**Text for analysis:**
★ ★ ★ ★ ★

# New Year Resolutions



## yellow11 (May 14, 2011)

Hi all,
Well today is my birthday and as usual I'm massively depressed as I contemplate another year of my life wasted still living with this accursed condition. I'm 37 now and have had this problem to varying degrees since I was 12. Though I'm an optimist by nature and always felt one day I could live a normal life now I'm really not so sure. The idea of living with this for another 25 years well it doesn't bare thinking about. One good thing is after threatening to do it for a long time I've finally started going on an elemental diet (this is just my third day) which is a liquid formula diet which hopefully will give my intestines a rest and more importantly starve out the bad bacteria in my gut. I don't have much willpower but do hope to last on this for a few weeks at least to see if it will make much difference. Failing that and finances permitting there is a clinic near London offering feceal transplants which I would love to go to.
So those are my two goals for the new year I'm just wondering what other people on here aim to do this year to enable them to live normally?
Also I would love to hear if anybody has any suggestions as to what we as a community could do to help each other this year. Lets face it, looked on as a grouping are we any better off this year then we were over the last two to three years? Maybe this year we could organise ourselves better and make this a real breakthrough year for us.

★ ★ ★ ★ ★

**Extracted records:**
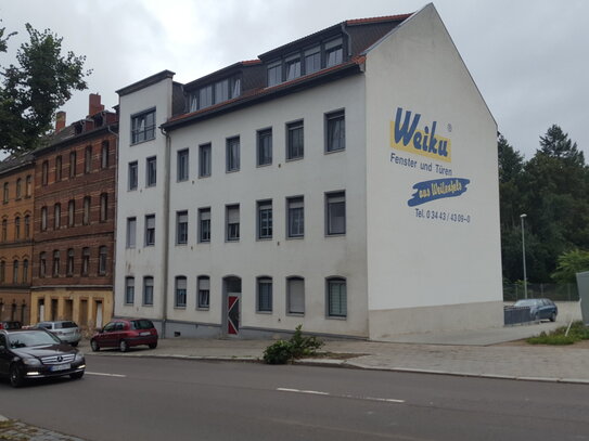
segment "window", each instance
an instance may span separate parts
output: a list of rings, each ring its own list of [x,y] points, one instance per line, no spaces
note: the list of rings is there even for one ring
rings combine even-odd
[[[332,40],[325,43],[325,67],[335,66],[344,61],[344,48],[342,39]]]
[[[179,275],[176,277],[176,296],[175,296],[175,307],[176,308],[185,308],[187,307],[187,277]]]
[[[41,166],[41,184],[47,185],[49,180],[49,163],[47,160],[43,160],[43,164]],[[8,184],[4,184],[4,192],[7,192]]]
[[[90,270],[90,248],[85,247],[81,249],[81,275],[88,275]]]
[[[289,237],[303,237],[305,235],[305,205],[303,196],[287,198],[286,210]]]
[[[15,285],[18,283],[18,260],[12,262],[12,283]]]
[[[227,140],[227,171],[240,169],[240,137]]]
[[[199,242],[210,242],[210,208],[199,209]]]
[[[152,156],[146,159],[145,186],[154,186],[157,181],[157,163],[156,157]]]
[[[258,131],[258,166],[272,164],[272,129]]]
[[[90,196],[84,198],[84,212],[81,217],[81,223],[84,225],[90,224]]]
[[[300,159],[304,155],[303,121],[286,125],[286,159]]]
[[[188,244],[188,211],[176,213],[176,244]]]
[[[67,203],[67,226],[76,224],[76,200],[69,199]]]
[[[215,104],[229,100],[229,79],[215,83]]]
[[[330,317],[347,316],[347,294],[345,278],[328,278],[328,315]]]
[[[177,171],[178,182],[187,181],[189,171],[188,171],[188,148],[184,148],[178,152],[178,171]]]
[[[305,51],[305,74],[321,69],[321,48],[315,47]]]
[[[57,156],[55,158],[55,182],[62,180],[62,157]]]
[[[18,178],[16,180],[16,198],[20,199],[23,197],[23,180]]]
[[[47,275],[47,252],[41,251],[39,254],[39,277],[44,277]]]
[[[30,237],[30,216],[25,216],[25,238]]]
[[[305,313],[305,280],[303,277],[286,278],[286,308],[289,314]]]
[[[155,138],[155,108],[131,116],[131,144]]]
[[[199,178],[210,176],[210,144],[199,146]]]
[[[143,277],[143,304],[150,307],[153,304],[153,277]]]
[[[325,194],[325,234],[346,234],[346,193]]]
[[[21,238],[21,218],[17,216],[14,218],[14,239],[18,241]]]
[[[33,177],[30,174],[27,176],[25,185],[25,194],[27,197],[30,197],[33,195]]]
[[[325,115],[325,151],[336,152],[346,148],[346,124],[344,111]]]
[[[92,146],[88,145],[84,151],[84,172],[92,171]]]
[[[101,246],[99,248],[99,275],[105,275],[106,274],[106,259],[107,259],[107,250],[105,246]]]
[[[286,81],[300,77],[300,59],[297,56],[286,60]]]
[[[125,277],[125,304],[135,303],[135,277]]]
[[[127,248],[135,248],[137,235],[137,218],[127,218]]]
[[[278,61],[268,66],[268,87],[282,82],[282,62]]]
[[[74,275],[74,248],[67,250],[67,264],[65,268],[65,275],[72,277]]]
[[[155,245],[155,215],[145,216],[145,246]]]
[[[137,182],[139,180],[137,160],[129,163],[129,173],[127,178],[129,191],[137,190]]]
[[[62,226],[62,205],[53,206],[53,230],[59,230]]]
[[[47,230],[47,207],[41,207],[41,231]]]
[[[102,193],[100,195],[100,221],[105,222],[108,219],[108,195]]]
[[[272,312],[272,280],[270,277],[258,277],[258,312]]]
[[[102,147],[100,148],[100,168],[108,168],[108,141],[102,141]]]
[[[76,152],[69,152],[69,178],[76,177]]]
[[[240,206],[228,205],[226,207],[227,217],[227,241],[233,242],[240,239]]]
[[[207,275],[201,275],[197,278],[199,300],[196,308],[208,309],[210,302],[210,278]]]
[[[272,200],[258,202],[258,238],[272,238]]]
[[[60,276],[60,251],[55,249],[53,251],[53,277]]]
[[[28,260],[23,260],[23,283],[28,282]]]

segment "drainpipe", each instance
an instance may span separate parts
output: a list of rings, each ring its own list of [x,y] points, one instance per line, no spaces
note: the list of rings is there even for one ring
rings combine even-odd
[[[169,133],[163,127],[159,127],[162,134],[166,137],[166,151],[164,155],[164,262],[163,262],[163,278],[164,290],[162,293],[163,310],[162,310],[162,337],[166,338],[166,321],[168,319],[168,267],[169,267],[169,193],[170,193],[170,151],[171,139]]]

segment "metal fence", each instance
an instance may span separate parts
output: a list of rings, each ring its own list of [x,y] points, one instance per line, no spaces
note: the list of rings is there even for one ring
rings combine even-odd
[[[516,301],[523,298],[525,298],[523,284],[503,285],[504,301]],[[528,283],[527,298],[546,298],[553,301],[578,301],[579,291],[575,283]]]

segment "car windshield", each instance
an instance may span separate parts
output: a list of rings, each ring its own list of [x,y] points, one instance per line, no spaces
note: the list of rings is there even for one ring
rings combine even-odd
[[[133,329],[151,329],[153,323],[149,320],[133,320],[131,322]]]
[[[60,343],[57,337],[46,332],[12,333],[9,334],[9,346],[12,349],[30,348],[33,346],[47,346]]]

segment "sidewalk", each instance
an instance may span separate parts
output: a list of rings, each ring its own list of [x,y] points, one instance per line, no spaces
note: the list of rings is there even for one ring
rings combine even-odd
[[[481,330],[409,334],[395,342],[324,340],[322,351],[331,356],[299,360],[297,364],[341,366],[396,372],[435,373],[488,378],[589,384],[589,349],[553,346],[499,345],[550,332],[565,323],[500,327]],[[133,348],[92,352],[92,356],[176,358],[192,360],[259,361],[272,340],[161,339],[156,349]]]

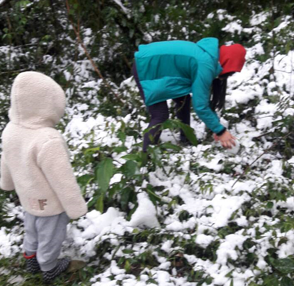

★ ★ ★ ★ ★

**Exercise A:** Shorten the paragraph of the forum post that begins "Also I would love to hear," keeping its main points.
**Exercise B:** Reproduce word for word the stretch of the forum post from "So those are" through "year for us.".

**Task answer A:** The writer asks for suggestions on how the community could help each other this year, questions whether the group is any better off than over the last two to three years, and proposes getting better organized to make this a breakthrough year.

**Task answer B:**
So those are my two goals for the new year I'm just wondering what other people on here aim to do this year to enable them to live normally?
Also I would love to hear if anybody has any suggestions as to what we as a community could do to help each other this year. Lets face it, looked on as a grouping are we any better off this year then we were over the last two to three years? Maybe this year we could organise ourselves better and make this a real breakthrough year for us.